[Dataset records about object locations]

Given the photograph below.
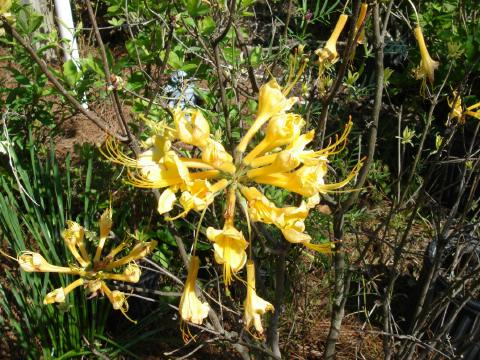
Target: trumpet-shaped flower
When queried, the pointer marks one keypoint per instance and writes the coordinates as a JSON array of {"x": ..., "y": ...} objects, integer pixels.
[
  {"x": 34, "y": 262},
  {"x": 290, "y": 219},
  {"x": 271, "y": 102},
  {"x": 169, "y": 171},
  {"x": 254, "y": 305},
  {"x": 288, "y": 159},
  {"x": 457, "y": 111},
  {"x": 281, "y": 130},
  {"x": 329, "y": 51},
  {"x": 191, "y": 308},
  {"x": 74, "y": 238},
  {"x": 58, "y": 295},
  {"x": 92, "y": 277},
  {"x": 201, "y": 194},
  {"x": 5, "y": 5},
  {"x": 427, "y": 65},
  {"x": 105, "y": 225},
  {"x": 215, "y": 154},
  {"x": 229, "y": 246}
]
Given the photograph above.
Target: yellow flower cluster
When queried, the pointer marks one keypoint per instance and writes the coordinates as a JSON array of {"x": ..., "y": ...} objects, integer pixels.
[
  {"x": 92, "y": 272},
  {"x": 457, "y": 112},
  {"x": 425, "y": 71},
  {"x": 281, "y": 159}
]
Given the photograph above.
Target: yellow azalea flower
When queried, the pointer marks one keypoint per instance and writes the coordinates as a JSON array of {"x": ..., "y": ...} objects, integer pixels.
[
  {"x": 271, "y": 102},
  {"x": 166, "y": 201},
  {"x": 254, "y": 305},
  {"x": 91, "y": 276},
  {"x": 307, "y": 180},
  {"x": 34, "y": 262},
  {"x": 329, "y": 51},
  {"x": 281, "y": 130},
  {"x": 457, "y": 111},
  {"x": 139, "y": 251},
  {"x": 169, "y": 171},
  {"x": 59, "y": 295},
  {"x": 215, "y": 154},
  {"x": 192, "y": 127},
  {"x": 288, "y": 159},
  {"x": 191, "y": 308},
  {"x": 290, "y": 220},
  {"x": 201, "y": 194},
  {"x": 427, "y": 65},
  {"x": 117, "y": 298},
  {"x": 229, "y": 246},
  {"x": 360, "y": 20},
  {"x": 131, "y": 274},
  {"x": 74, "y": 238},
  {"x": 5, "y": 5}
]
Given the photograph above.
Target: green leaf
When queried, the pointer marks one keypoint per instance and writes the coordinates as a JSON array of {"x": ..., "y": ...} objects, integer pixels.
[
  {"x": 136, "y": 81},
  {"x": 196, "y": 7},
  {"x": 70, "y": 72},
  {"x": 256, "y": 57},
  {"x": 174, "y": 60},
  {"x": 116, "y": 22}
]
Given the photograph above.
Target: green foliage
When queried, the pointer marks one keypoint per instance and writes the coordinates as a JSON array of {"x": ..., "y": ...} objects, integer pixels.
[{"x": 34, "y": 208}]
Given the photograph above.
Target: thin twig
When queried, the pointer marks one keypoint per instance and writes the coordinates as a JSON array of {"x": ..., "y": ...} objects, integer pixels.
[{"x": 56, "y": 83}]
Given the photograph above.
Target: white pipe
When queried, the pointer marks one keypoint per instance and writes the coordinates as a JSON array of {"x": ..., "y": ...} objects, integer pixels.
[
  {"x": 67, "y": 34},
  {"x": 63, "y": 11}
]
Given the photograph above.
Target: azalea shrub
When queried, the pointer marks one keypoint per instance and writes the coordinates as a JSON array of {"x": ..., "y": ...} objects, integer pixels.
[{"x": 237, "y": 159}]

▶ **TASK**
Exactly reproduce each record, leaving out any pictures.

▶ **SOLUTION FOR THIS TASK**
Given the photograph below.
Target: trumpet-shaped flower
When queried, the pointer marks one keypoint per instance and writes the coordinates as a JSON array of {"x": ..., "y": ...} objects, integer pixels.
[
  {"x": 34, "y": 262},
  {"x": 290, "y": 219},
  {"x": 271, "y": 102},
  {"x": 169, "y": 171},
  {"x": 254, "y": 305},
  {"x": 288, "y": 159},
  {"x": 457, "y": 111},
  {"x": 281, "y": 130},
  {"x": 329, "y": 51},
  {"x": 191, "y": 308},
  {"x": 74, "y": 238},
  {"x": 58, "y": 295},
  {"x": 92, "y": 277},
  {"x": 201, "y": 194},
  {"x": 5, "y": 5},
  {"x": 427, "y": 65},
  {"x": 105, "y": 225},
  {"x": 215, "y": 154},
  {"x": 229, "y": 246}
]
Given the photograph above.
Target: yellow flower cluster
When queried, the pointer marks one keypoint per instance and writes the coordinates as a JSON array of {"x": ..., "y": ...} objects, integer pixels.
[
  {"x": 92, "y": 272},
  {"x": 457, "y": 112},
  {"x": 425, "y": 71},
  {"x": 281, "y": 159}
]
Given the photograph above.
Target: yellow azalea flower
When queried, the pointer marks one keypoint per instance and writes the coordinates as a JSON array of {"x": ..., "y": ...} objects, integer pixels.
[
  {"x": 271, "y": 102},
  {"x": 166, "y": 201},
  {"x": 254, "y": 305},
  {"x": 91, "y": 276},
  {"x": 307, "y": 180},
  {"x": 34, "y": 262},
  {"x": 329, "y": 51},
  {"x": 281, "y": 130},
  {"x": 457, "y": 111},
  {"x": 139, "y": 251},
  {"x": 169, "y": 171},
  {"x": 59, "y": 295},
  {"x": 215, "y": 154},
  {"x": 192, "y": 127},
  {"x": 288, "y": 159},
  {"x": 191, "y": 308},
  {"x": 290, "y": 220},
  {"x": 201, "y": 194},
  {"x": 427, "y": 65},
  {"x": 117, "y": 298},
  {"x": 229, "y": 246},
  {"x": 360, "y": 20},
  {"x": 131, "y": 274},
  {"x": 74, "y": 238},
  {"x": 5, "y": 5}
]
Given the photograph above.
Target: green leaf
When queried, the pointer marks one keypoint per instance and writes the coordinates as a JSON array of {"x": ..., "y": ...} objects, integer pixels.
[
  {"x": 136, "y": 81},
  {"x": 196, "y": 7},
  {"x": 70, "y": 72},
  {"x": 256, "y": 57},
  {"x": 174, "y": 60},
  {"x": 116, "y": 22}
]
Given the photograph above.
Target: green foliage
When queried, the pointer marks one keypoint per instance and writes the coordinates as a JSON array of {"x": ..., "y": ...} objects, integer pixels.
[{"x": 34, "y": 208}]
Given the photograph above.
Target: thin twig
When queried, the pointer marks one keypoint per instance and writes the coordinates as a JSON array of {"x": ..., "y": ...} objects, integer pixels.
[{"x": 56, "y": 83}]
Given the photograph above.
Target: white pipe
When queried, the pointer marks one keypoint per instance and writes the coordinates as a JSON array of {"x": ..., "y": ...} objects, integer pixels.
[
  {"x": 67, "y": 34},
  {"x": 63, "y": 11}
]
Given the photograph above.
Target: azalea shrub
When queried, the pointer marks one keypoint per instance and writes the coordinates as a JSON array of {"x": ..., "y": ...} objects, integer pixels.
[{"x": 237, "y": 159}]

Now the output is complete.